> Location labeling records
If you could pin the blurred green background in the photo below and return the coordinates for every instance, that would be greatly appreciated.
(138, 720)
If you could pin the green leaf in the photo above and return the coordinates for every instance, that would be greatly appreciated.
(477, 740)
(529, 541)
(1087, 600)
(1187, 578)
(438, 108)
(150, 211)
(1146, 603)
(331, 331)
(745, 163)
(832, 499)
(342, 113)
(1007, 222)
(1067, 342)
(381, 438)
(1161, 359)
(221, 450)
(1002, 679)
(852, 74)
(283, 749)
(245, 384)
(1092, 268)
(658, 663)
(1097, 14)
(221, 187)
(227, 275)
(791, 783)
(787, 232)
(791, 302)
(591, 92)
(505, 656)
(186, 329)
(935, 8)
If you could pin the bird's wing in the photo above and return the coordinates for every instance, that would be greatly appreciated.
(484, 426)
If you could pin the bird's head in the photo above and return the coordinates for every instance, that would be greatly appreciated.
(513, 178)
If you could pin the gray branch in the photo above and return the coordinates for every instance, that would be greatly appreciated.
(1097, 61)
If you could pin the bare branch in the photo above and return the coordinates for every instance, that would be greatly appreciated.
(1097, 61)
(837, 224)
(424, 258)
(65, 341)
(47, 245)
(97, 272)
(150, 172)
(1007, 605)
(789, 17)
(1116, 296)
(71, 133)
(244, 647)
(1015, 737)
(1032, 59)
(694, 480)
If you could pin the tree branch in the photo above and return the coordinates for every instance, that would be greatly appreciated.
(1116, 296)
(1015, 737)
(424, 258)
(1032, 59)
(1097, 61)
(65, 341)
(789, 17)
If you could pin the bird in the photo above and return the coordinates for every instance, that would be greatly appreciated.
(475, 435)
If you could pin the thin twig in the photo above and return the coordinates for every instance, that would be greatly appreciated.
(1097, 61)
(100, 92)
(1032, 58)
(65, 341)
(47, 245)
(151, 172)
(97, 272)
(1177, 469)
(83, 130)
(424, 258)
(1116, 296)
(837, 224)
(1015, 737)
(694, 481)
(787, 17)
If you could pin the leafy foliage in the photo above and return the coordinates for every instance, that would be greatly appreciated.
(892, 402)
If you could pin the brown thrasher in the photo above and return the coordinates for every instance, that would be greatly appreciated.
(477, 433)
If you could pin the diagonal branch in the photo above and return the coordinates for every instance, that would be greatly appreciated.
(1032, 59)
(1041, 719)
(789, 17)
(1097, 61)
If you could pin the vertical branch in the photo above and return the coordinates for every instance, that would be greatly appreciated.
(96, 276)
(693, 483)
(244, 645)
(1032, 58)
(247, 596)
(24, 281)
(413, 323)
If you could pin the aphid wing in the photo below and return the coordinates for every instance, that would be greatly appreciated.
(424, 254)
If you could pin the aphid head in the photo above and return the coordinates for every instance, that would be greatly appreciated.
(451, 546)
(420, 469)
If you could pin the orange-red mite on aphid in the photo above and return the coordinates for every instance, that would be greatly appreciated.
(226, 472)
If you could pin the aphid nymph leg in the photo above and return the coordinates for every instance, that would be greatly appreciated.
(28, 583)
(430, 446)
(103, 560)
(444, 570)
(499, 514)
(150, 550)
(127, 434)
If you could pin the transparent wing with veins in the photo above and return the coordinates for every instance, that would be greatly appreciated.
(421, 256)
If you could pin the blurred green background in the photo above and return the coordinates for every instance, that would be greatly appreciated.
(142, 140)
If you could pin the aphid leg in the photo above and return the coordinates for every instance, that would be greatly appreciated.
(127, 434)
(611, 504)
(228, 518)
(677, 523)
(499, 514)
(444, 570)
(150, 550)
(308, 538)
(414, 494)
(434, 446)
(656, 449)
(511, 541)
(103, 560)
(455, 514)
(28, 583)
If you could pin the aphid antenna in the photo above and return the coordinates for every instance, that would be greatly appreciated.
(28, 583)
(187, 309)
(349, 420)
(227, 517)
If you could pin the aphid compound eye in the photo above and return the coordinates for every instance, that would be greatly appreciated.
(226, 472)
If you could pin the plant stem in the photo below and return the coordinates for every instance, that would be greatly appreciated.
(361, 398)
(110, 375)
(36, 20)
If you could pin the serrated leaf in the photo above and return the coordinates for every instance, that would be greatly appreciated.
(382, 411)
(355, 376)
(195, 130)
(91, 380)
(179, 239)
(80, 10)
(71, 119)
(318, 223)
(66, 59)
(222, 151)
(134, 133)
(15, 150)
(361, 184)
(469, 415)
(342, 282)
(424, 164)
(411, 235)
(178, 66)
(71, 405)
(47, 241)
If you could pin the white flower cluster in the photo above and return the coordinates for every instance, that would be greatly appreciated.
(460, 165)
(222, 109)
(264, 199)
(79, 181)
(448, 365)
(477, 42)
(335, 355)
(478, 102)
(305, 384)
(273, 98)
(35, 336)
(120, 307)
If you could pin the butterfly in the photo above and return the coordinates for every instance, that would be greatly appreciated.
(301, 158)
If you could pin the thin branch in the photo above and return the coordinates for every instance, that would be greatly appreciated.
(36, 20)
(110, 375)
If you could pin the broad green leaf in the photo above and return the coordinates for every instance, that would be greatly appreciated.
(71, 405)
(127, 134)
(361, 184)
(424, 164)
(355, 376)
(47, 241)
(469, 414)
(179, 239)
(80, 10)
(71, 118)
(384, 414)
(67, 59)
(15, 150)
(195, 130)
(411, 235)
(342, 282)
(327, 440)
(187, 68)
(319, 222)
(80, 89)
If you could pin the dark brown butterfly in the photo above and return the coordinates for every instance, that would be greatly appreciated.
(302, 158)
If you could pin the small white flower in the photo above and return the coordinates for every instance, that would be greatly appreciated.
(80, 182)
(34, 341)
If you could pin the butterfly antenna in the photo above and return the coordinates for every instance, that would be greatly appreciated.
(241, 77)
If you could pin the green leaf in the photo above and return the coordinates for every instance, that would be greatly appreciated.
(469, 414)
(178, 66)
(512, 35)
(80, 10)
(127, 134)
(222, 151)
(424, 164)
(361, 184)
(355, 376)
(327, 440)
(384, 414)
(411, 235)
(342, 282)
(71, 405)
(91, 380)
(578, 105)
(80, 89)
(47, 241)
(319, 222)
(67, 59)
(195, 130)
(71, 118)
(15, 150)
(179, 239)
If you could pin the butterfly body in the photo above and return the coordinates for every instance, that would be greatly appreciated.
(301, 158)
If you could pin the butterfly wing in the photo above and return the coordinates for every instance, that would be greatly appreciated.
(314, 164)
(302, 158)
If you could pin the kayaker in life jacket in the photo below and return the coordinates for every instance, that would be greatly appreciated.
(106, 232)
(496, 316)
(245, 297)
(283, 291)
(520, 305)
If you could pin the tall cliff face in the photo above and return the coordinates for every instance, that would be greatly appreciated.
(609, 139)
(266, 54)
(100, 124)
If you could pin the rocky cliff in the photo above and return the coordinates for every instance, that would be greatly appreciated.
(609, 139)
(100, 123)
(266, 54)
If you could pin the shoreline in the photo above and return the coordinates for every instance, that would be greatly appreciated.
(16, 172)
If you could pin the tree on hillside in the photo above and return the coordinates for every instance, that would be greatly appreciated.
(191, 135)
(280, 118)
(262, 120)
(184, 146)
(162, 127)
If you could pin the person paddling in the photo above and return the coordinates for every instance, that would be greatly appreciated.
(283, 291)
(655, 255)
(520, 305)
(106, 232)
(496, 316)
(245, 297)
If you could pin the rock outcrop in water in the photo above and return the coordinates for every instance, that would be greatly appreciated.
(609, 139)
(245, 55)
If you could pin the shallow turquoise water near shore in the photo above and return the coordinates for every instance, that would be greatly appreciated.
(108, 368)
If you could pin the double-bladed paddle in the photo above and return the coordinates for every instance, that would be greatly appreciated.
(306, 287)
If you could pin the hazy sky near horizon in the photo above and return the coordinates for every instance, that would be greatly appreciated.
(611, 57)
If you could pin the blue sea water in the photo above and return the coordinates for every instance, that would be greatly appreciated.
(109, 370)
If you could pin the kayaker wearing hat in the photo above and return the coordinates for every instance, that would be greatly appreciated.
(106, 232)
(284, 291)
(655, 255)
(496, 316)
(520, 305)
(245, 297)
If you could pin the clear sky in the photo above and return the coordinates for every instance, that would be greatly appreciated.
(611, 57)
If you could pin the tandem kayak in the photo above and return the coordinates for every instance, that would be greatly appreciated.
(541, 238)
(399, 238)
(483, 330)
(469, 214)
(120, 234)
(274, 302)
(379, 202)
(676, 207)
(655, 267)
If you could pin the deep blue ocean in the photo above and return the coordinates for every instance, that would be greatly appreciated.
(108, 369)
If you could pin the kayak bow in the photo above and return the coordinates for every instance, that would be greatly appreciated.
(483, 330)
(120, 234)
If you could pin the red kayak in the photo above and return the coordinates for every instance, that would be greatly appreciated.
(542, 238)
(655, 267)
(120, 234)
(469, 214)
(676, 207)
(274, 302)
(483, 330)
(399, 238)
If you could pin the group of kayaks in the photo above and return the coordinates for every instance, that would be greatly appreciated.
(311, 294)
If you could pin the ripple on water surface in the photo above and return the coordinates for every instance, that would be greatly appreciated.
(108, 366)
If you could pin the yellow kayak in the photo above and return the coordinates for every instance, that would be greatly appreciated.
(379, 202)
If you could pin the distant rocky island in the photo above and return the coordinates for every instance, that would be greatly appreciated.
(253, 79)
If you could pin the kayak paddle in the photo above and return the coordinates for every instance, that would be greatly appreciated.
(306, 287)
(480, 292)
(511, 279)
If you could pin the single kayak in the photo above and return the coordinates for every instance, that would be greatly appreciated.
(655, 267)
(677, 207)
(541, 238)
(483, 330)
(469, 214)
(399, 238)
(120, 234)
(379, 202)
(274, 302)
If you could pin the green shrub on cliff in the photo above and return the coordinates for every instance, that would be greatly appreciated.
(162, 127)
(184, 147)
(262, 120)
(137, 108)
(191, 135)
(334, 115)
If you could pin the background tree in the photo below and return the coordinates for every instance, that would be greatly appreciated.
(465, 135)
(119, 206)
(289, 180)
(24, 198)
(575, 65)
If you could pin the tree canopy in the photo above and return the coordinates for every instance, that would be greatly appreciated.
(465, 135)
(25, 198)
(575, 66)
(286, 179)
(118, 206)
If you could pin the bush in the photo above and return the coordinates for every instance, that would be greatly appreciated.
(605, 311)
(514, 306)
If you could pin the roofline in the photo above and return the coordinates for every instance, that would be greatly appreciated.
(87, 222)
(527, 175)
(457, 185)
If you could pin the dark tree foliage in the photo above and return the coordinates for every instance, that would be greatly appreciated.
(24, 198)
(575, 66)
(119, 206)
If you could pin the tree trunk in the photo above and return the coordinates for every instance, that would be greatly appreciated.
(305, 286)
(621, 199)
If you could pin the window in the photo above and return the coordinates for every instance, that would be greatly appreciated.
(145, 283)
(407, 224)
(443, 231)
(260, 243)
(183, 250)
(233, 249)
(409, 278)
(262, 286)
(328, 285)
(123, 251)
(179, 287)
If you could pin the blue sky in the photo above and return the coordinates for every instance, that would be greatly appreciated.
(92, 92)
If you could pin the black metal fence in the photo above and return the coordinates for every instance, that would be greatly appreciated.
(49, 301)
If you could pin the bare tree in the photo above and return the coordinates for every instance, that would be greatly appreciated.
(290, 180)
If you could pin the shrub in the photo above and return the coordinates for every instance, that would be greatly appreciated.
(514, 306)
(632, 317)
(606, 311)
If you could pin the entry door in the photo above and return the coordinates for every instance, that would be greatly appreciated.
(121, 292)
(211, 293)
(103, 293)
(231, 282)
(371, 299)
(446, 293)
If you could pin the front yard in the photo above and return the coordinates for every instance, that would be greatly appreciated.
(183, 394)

> What you have to do
Please extract exactly, and only, the lines from the line containing "If you could pin the window" through the last line of the records.

> Task solution
If you could pin the window in the photo above and return the coordinates for every instance, that would be greatly appreciated.
(145, 283)
(407, 224)
(443, 231)
(260, 243)
(183, 250)
(233, 249)
(409, 278)
(262, 286)
(328, 285)
(123, 251)
(179, 287)
If you could pin the blue sky in the photo above and return the coordinates for every instance, that would be greatly appreciated.
(92, 92)
If you could pin the black metal fence in the photo above and return the coordinates for every instance, that would be greatly appreciated.
(49, 301)
If you could pin the bare tree in the photo above and return the coordinates for every instance, that would be greatly appreciated.
(290, 180)
If you could pin the shrub in the photo above and return the coordinates for every instance, that would be greatly appreciated.
(514, 306)
(632, 317)
(606, 311)
If you could pin the entry door in the photo above and return the coordinates for every instance, that would be greatly appreciated.
(121, 292)
(211, 293)
(103, 293)
(231, 282)
(371, 299)
(446, 293)
If you could pin the front yard in the photo above and return the coordinates for every instance, that would be greatly appreciated.
(183, 394)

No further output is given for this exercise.